> _DATASET_
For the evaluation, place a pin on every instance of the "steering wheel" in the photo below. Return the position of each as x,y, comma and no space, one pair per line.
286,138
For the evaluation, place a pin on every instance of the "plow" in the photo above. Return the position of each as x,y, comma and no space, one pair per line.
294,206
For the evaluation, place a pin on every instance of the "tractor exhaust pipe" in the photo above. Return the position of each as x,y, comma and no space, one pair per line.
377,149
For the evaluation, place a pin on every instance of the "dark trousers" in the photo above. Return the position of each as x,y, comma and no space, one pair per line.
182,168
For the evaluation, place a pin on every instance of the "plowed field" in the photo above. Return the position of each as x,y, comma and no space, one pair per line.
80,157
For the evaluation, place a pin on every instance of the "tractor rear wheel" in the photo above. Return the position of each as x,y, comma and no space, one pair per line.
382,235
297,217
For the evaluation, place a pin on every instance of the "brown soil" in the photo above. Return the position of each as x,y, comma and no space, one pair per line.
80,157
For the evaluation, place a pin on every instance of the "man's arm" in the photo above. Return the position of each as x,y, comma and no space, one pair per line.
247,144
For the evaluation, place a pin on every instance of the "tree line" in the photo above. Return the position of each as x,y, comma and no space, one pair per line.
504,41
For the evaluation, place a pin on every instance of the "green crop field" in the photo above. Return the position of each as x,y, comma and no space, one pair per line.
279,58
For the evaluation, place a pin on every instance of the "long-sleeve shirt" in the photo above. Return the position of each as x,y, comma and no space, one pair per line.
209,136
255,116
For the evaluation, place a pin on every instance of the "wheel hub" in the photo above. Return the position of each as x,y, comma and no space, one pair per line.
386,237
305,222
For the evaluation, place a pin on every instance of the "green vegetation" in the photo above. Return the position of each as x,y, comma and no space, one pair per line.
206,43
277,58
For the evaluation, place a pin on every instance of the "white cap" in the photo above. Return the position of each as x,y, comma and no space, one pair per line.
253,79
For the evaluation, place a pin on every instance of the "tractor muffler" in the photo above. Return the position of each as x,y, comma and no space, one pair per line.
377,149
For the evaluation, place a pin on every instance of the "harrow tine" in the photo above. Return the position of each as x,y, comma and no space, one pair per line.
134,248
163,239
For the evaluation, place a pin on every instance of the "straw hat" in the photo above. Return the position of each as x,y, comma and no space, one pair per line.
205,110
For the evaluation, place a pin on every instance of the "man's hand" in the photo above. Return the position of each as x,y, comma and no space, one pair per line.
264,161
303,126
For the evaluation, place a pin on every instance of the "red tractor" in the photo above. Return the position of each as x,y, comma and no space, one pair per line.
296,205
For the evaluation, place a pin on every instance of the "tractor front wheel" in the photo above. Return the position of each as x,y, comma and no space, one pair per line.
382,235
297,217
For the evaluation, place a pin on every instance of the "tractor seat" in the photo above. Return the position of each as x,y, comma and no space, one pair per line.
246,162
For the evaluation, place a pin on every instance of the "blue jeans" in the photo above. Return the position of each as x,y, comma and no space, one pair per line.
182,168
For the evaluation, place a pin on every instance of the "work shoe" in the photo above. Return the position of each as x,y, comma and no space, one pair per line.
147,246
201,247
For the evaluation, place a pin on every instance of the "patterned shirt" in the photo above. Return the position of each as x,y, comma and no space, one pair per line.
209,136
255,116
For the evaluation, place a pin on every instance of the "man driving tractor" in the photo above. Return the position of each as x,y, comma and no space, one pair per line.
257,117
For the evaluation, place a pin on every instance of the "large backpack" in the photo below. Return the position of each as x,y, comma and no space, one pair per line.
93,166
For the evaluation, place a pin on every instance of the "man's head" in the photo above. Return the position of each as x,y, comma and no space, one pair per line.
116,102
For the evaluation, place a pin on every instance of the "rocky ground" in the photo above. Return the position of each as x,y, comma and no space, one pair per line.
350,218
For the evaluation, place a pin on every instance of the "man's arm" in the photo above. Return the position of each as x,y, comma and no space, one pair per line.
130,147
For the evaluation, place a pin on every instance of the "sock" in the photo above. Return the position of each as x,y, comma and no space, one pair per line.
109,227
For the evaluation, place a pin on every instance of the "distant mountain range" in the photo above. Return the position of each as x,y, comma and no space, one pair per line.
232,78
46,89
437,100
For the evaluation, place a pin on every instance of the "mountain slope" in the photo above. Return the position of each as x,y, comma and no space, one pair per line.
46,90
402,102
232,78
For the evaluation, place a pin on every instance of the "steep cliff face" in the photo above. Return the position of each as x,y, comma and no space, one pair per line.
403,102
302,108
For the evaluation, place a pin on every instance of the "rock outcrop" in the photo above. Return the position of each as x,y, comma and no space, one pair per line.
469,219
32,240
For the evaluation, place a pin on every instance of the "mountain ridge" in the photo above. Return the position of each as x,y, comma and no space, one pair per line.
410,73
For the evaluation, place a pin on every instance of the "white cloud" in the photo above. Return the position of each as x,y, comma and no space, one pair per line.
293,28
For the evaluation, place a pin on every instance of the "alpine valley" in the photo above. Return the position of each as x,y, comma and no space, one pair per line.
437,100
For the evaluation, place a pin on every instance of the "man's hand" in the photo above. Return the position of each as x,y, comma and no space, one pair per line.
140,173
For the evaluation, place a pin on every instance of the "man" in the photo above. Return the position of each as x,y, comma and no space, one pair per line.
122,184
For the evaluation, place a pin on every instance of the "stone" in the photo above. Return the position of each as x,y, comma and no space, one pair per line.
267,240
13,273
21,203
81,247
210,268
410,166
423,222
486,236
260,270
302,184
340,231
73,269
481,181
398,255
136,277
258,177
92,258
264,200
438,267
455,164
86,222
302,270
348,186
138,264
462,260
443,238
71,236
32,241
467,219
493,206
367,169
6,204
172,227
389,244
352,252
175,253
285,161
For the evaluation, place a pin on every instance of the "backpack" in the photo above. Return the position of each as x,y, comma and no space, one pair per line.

> _WHAT THE TASK ASKS_
Exactly as written above, please repeat the entries.

> _RESULT BELOW_
For the evaluation, place a pin on every instance of the "steering wheel" in the photo below. Return the position of each as x,y, comma and no space, one pair per line.
286,138
For the evaluation, place a pin on every instance of the "plow" in the photo above. Return the position of each as x,y, comma and no space, one pair per line.
294,206
For the evaluation, place a pin on every instance of the "tractor exhaust pipe" in the photo above. Return the position of each as x,y, comma and no space, one pair per line.
377,149
For the evaluation, place a pin on every instance of the "dark trousers" in the photo above. Return the position of each as x,y, comma and no space, one pair per line.
182,168
For the evaluation, place a pin on every instance of the "plowed field" in the photo above. Return the position of each as x,y, comma and no space, one pair per line.
80,157
For the evaluation, place a pin on every instance of the "tractor rear wheel" in the photo above. Return the position of each as x,y, comma and no space, one pair per line.
382,235
297,217
For the evaluation, place a pin on every instance of the "brown soil" in the photo above. Return the position of each as x,y, comma and no space, one pair per line.
80,157
For the evaluation, place a pin on every instance of the "man's arm" in the photo above. Return the position of each as x,y, comma and no space, one pair per line.
247,144
For the evaluation, place a pin on every instance of the "tree line" in the photo above. Return the position of each as x,y, comma and no space, one pair per line.
504,41
For the evaluation, place a pin on every instance of the "green crop field" in the photo above. Return the position of each as x,y, comma and no space, one pair per line.
279,58
For the evaluation, place a pin on every instance of the "long-sleeve shirt" in the photo above. Return the position of each as x,y, comma and no space, one pair per line.
209,136
255,116
For the evaluation, place a pin on every instance of the "wheel hub" in the photo above. Return the position of each as x,y, comma and no space, one pair per line.
386,237
305,222
For the evaluation, place a pin on every instance of the "green vegetation" in the photo above. Return the position of each as x,y, comma and no space, one pair per line.
206,43
277,58
For the evaluation, place a pin on every instance of the "white cap" in the photo above. Return the position of each as x,y, comma and no space, one pair per line.
253,79
For the evaluation, place a pin on every instance of the "tractor muffler" in the photo above. Return the position of each as x,y, comma and no space, one pair per line.
377,149
For the evaluation, place a pin on every instance of the "harrow tine" in the photo above. Return the position of each as x,y, comma and no space, one pair per line.
134,248
163,239
For the evaluation, place a pin on every instance of the "straw hat" in the photo above. Return the position of each as x,y, comma and no space, one pair per line.
205,110
For the evaluation, place a pin on every instance of the "man's hand" in the photo above. Return the position of each as x,y, comma and no space, one pair per line.
264,161
303,126
For the evaluation, place a pin on every instance of the "red tractor" in the photo above. Return the position of each as x,y, comma and no space, one pair per line.
296,205
For the evaluation, place a pin on every instance of the "tractor front wheel" in the photo above. Return the position of each as x,y, comma and no space, one pair per line.
382,235
297,217
For the evaluation, place a pin on every instance of the "tractor seat" in the photo above. Return the position of each as x,y, comma and no space, one pair per line.
246,162
For the evaluation, place a pin on every instance of the "blue jeans" in the photo above. Return the position of each as x,y, comma and no space, one pair per line.
182,168
For the evaluation, place a pin on every instance of the "work shoe" in the photo above. Return the position of each as x,y, comma and no space, one pair per line.
147,246
201,247
For the evaluation, place a pin on every instance of the "patterned shirt" in the photo above. Return the position of each as x,y, comma and no space, one pair per line.
209,136
255,116
For the evaluation, place a pin on every instance of the "man driving tractor" in the photo above. Return the position of each as x,y, comma and no space, one pair per line.
257,117
For the evaluation, place a pin on every instance of the "large backpack" in the photo below. Return the position of each as x,y, comma and no space, one pair per line.
93,166
For the evaluation, place a pin on every instance of the "man's head" in the photo above. Return the position of each as x,y, comma and no space, one pair per line.
116,102
For the evaluation, place a pin on every instance of the "rocky ground" in the photo above. Return the position of each as x,y, comma and no space, one pair per line.
350,218
For the evaluation, place a pin on every instance of the "man's arm" in the photo above. Return the position of each as x,y, comma and no space, one pair per line.
130,147
For the evaluation, place a pin on every instance of the "sock" in the photo above. Return the position of each as x,y, comma and no space, one pair per line.
109,227
For the evaluation, place a pin on every instance of the "distant mountain range" in the photo above. Return the position of each as x,y, comma and no space, one pair per line.
232,78
46,89
437,100
For the evaluation, place a pin on every instance of the "mountain slope" in the photo above. Return the position of each as x,y, comma and no space, one pair per line.
46,90
402,102
232,78
For the evaluation, place a pin on every instance of the "steep cliff face" in the photo above. Return the position of each as x,y, comma and no space, one pair per line.
403,102
302,108
For the evaluation, place a pin on every instance of the "rock outcrop" in the photo above. Return the position of each as x,y, comma and no space, one pair per line.
469,219
32,240
For the evaluation, place a pin on every instance of the "mountain ridge" in the photo above. Return the position of each as x,y, comma and no space, one pair per line.
410,73
For the evaluation, place a pin on every instance of the "white cloud" in the photo above. Return the position of each as x,y, comma and no space, one pair per line.
293,28
For the evaluation, place a pin on every instance of the "alpine valley" in the photo above. Return the position of each as x,y, comma and no space, one pair per line.
437,100
For the evaluation, place a pin on every instance of the "man's hand" in the photo above. Return the position of each as x,y, comma and no space, one pair per line.
140,173
For the evaluation, place a pin on every instance of the "man" in the photo above. Return the position of each as x,y, comma and no space, one pair per line.
122,184
For the evaluation, place a pin on every instance of the "stone" in the photo above. Return the position of each as x,y, comma and no space, one pair per line.
267,240
13,273
21,203
81,247
210,268
410,166
423,222
486,236
260,270
302,184
340,231
73,269
481,181
398,255
136,277
258,177
92,258
264,200
438,267
455,164
86,222
302,270
348,186
138,264
462,260
443,238
71,236
32,241
467,219
493,206
367,169
6,204
172,227
389,244
352,252
175,253
285,161
For the evaluation, place a pin on every instance of the "backpack" in the photo above. Return the position of each as x,y, comma and no space, one pair per line.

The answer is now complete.